● **Requirement**
Retype only what runs from the first line of the listing to the line holding "Query: large bright", both included. Do not retype the pictures.

######

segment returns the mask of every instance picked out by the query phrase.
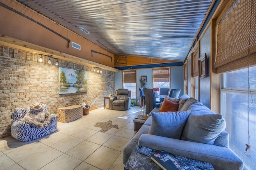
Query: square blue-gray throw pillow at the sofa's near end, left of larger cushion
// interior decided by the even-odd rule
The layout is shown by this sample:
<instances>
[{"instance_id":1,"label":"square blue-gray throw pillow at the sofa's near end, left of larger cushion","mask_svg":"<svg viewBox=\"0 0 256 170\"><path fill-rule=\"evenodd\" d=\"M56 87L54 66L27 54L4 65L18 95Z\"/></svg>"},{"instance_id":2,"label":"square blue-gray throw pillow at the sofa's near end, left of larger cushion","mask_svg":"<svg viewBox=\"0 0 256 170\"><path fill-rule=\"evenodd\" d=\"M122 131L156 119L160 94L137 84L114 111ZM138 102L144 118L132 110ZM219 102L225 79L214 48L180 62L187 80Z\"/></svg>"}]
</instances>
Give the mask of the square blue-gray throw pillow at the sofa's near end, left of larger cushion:
<instances>
[{"instance_id":1,"label":"square blue-gray throw pillow at the sofa's near end, left of larger cushion","mask_svg":"<svg viewBox=\"0 0 256 170\"><path fill-rule=\"evenodd\" d=\"M190 111L152 112L152 122L148 134L180 139L189 113Z\"/></svg>"}]
</instances>

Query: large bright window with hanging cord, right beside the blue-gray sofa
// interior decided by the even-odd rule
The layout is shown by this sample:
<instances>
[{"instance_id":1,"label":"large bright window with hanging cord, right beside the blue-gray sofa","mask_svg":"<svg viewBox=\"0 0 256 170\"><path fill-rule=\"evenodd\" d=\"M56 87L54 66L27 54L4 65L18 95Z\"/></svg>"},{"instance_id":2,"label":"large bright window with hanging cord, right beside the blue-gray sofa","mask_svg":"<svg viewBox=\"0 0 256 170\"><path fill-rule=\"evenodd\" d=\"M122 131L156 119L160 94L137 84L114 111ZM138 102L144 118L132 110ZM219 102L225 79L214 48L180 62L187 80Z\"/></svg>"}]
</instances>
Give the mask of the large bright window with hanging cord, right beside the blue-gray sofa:
<instances>
[{"instance_id":1,"label":"large bright window with hanging cord, right beside the blue-gray sofa","mask_svg":"<svg viewBox=\"0 0 256 170\"><path fill-rule=\"evenodd\" d=\"M248 82L251 93L248 92ZM253 102L253 103L252 103ZM252 103L249 107L248 103ZM221 113L226 120L230 149L244 162L245 168L256 166L256 66L222 74ZM249 117L249 118L248 118ZM248 138L248 132L250 138ZM248 142L250 139L250 143ZM251 157L245 156L246 144L251 146Z\"/></svg>"}]
</instances>

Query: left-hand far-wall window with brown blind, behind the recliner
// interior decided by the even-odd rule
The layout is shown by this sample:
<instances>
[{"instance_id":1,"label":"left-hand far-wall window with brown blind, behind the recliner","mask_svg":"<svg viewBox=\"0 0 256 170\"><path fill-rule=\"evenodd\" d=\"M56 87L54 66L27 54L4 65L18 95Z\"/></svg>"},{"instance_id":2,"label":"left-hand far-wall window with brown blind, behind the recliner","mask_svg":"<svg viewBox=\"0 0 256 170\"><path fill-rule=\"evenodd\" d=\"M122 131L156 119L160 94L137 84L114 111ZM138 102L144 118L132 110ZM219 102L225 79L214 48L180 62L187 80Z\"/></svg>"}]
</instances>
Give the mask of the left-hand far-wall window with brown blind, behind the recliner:
<instances>
[{"instance_id":1,"label":"left-hand far-wall window with brown blind, behind the recliner","mask_svg":"<svg viewBox=\"0 0 256 170\"><path fill-rule=\"evenodd\" d=\"M136 99L136 70L125 70L123 80L123 87L131 90L131 98Z\"/></svg>"}]
</instances>

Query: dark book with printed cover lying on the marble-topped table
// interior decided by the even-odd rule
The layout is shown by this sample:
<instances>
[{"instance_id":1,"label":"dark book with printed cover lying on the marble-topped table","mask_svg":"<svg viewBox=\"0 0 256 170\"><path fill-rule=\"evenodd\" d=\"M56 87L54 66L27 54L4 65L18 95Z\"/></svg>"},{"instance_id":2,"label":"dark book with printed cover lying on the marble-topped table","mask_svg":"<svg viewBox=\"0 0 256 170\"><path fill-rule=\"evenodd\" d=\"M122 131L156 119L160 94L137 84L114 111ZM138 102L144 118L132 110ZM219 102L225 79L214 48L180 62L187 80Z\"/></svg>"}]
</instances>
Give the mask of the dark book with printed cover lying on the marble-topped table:
<instances>
[{"instance_id":1,"label":"dark book with printed cover lying on the marble-topped table","mask_svg":"<svg viewBox=\"0 0 256 170\"><path fill-rule=\"evenodd\" d=\"M163 150L157 151L150 156L163 170L190 170L190 167L178 160L173 154Z\"/></svg>"}]
</instances>

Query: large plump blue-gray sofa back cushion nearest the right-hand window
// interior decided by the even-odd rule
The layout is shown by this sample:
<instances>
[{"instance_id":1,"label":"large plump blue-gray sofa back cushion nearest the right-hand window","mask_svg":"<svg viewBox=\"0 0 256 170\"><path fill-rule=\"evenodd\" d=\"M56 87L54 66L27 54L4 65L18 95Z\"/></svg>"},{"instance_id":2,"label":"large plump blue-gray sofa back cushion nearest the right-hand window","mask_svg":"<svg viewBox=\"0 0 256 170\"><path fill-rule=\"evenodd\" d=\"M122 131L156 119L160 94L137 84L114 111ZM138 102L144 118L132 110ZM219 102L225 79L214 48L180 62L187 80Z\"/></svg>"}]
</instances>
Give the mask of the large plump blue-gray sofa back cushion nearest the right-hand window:
<instances>
[{"instance_id":1,"label":"large plump blue-gray sofa back cushion nearest the right-hand window","mask_svg":"<svg viewBox=\"0 0 256 170\"><path fill-rule=\"evenodd\" d=\"M191 112L181 139L213 145L218 135L226 128L226 121L222 115L214 113L200 102L192 104L188 110Z\"/></svg>"}]
</instances>

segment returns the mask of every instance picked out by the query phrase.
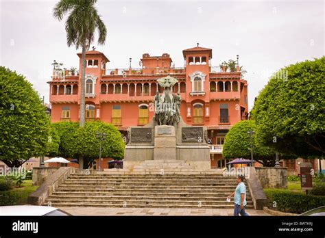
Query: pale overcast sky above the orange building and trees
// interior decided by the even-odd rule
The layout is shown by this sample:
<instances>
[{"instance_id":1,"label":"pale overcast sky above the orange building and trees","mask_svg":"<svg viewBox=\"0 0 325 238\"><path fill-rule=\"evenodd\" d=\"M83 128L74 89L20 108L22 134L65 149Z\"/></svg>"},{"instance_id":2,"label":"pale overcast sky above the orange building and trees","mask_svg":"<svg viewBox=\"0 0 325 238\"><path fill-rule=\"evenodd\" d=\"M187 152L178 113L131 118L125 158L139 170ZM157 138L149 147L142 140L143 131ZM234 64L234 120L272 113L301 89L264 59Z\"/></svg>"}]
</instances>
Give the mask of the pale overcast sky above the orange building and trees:
<instances>
[{"instance_id":1,"label":"pale overcast sky above the orange building and trees","mask_svg":"<svg viewBox=\"0 0 325 238\"><path fill-rule=\"evenodd\" d=\"M0 0L0 65L27 77L49 101L51 63L78 66L81 49L67 47L58 1ZM184 66L182 50L213 49L211 64L236 59L248 72L250 109L268 78L282 66L324 55L324 1L97 1L108 29L108 68L139 67L143 53L169 53Z\"/></svg>"}]
</instances>

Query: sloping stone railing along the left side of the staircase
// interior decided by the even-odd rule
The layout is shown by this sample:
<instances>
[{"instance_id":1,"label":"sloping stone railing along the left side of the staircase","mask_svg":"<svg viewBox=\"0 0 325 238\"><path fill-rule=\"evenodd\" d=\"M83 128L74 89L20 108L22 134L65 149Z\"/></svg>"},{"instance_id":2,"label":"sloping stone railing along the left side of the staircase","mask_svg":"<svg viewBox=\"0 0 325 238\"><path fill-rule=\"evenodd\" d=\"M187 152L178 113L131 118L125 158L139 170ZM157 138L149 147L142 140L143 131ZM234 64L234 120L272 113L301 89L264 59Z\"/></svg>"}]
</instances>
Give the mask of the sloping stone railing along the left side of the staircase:
<instances>
[{"instance_id":1,"label":"sloping stone railing along the left side of the staircase","mask_svg":"<svg viewBox=\"0 0 325 238\"><path fill-rule=\"evenodd\" d=\"M36 191L28 196L27 202L32 205L42 205L45 200L51 196L53 191L56 191L63 181L74 172L75 168L73 167L59 168L56 172L51 174Z\"/></svg>"}]
</instances>

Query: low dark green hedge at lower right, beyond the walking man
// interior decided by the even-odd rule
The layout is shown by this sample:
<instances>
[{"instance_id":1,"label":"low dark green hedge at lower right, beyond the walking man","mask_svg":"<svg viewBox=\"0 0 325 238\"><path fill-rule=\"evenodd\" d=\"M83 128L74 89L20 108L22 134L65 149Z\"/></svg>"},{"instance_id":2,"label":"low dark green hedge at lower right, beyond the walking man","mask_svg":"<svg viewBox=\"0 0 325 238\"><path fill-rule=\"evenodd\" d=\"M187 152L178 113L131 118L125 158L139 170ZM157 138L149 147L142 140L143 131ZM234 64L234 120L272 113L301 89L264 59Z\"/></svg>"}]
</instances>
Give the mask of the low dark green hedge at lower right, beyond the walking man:
<instances>
[{"instance_id":1,"label":"low dark green hedge at lower right, beyond the walking man","mask_svg":"<svg viewBox=\"0 0 325 238\"><path fill-rule=\"evenodd\" d=\"M282 189L265 189L271 208L276 202L276 210L289 213L304 213L325 205L325 196L306 195Z\"/></svg>"}]
</instances>

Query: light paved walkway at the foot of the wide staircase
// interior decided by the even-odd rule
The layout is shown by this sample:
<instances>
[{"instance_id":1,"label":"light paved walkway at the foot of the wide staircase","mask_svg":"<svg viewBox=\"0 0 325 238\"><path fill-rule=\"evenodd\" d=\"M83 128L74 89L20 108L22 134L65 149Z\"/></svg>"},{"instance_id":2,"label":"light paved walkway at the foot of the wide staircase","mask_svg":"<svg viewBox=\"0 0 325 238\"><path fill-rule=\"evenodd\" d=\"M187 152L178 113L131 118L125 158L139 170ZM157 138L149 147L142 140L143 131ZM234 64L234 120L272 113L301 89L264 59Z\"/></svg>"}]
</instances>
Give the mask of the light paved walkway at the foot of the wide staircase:
<instances>
[{"instance_id":1,"label":"light paved walkway at the foot of the wide staircase","mask_svg":"<svg viewBox=\"0 0 325 238\"><path fill-rule=\"evenodd\" d=\"M106 207L59 207L72 215L233 215L233 209L145 209ZM269 215L264 211L248 209L250 215Z\"/></svg>"}]
</instances>

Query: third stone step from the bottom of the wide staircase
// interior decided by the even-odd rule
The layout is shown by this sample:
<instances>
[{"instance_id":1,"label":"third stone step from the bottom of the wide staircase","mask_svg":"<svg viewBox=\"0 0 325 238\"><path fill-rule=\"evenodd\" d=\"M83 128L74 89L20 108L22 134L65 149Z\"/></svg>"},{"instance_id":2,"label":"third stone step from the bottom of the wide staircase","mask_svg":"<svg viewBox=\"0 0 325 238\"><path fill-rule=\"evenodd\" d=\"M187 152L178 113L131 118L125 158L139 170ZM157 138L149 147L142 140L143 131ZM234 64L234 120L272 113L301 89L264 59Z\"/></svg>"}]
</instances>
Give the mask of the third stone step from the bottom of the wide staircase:
<instances>
[{"instance_id":1,"label":"third stone step from the bottom of the wide staircase","mask_svg":"<svg viewBox=\"0 0 325 238\"><path fill-rule=\"evenodd\" d=\"M126 194L126 193L125 193ZM229 192L225 192L225 191L218 191L217 193L213 192L213 193L197 193L197 192L193 192L193 193L189 193L189 192L181 192L181 193L132 193L131 197L140 197L140 196L152 196L152 197L169 197L169 198L178 198L178 197L213 197L213 196L221 196L221 197L227 197L230 193ZM55 196L94 196L94 193L92 192L82 192L82 191L55 191L53 193L53 195ZM121 192L107 192L107 191L101 191L99 194L100 196L116 196L116 197L125 197L128 196L128 194L123 195L123 193ZM246 194L246 198L250 198L250 194Z\"/></svg>"}]
</instances>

######

● **Your response**
segment returns the mask of every instance picked out by the query phrase.
Query: square blue-gray throw pillow at the sofa's near end, left of larger cushion
// interior decided by the even-odd rule
The layout is shown by this sample:
<instances>
[{"instance_id":1,"label":"square blue-gray throw pillow at the sofa's near end, left of larger cushion","mask_svg":"<svg viewBox=\"0 0 256 170\"><path fill-rule=\"evenodd\" d=\"M56 87L54 66L27 54L4 65L18 95Z\"/></svg>"},{"instance_id":2,"label":"square blue-gray throw pillow at the sofa's near end, left of larger cushion","mask_svg":"<svg viewBox=\"0 0 256 170\"><path fill-rule=\"evenodd\" d=\"M122 131L156 119L160 94L137 84L114 111ZM138 102L144 118L132 110ZM219 102L225 79L214 48L180 62L187 80Z\"/></svg>"}]
</instances>
Give the mask of the square blue-gray throw pillow at the sofa's near end, left of larger cushion:
<instances>
[{"instance_id":1,"label":"square blue-gray throw pillow at the sofa's near end, left of larger cushion","mask_svg":"<svg viewBox=\"0 0 256 170\"><path fill-rule=\"evenodd\" d=\"M190 111L152 112L152 122L148 134L180 139L189 113Z\"/></svg>"}]
</instances>

Query: large bright window with hanging cord, right beside the blue-gray sofa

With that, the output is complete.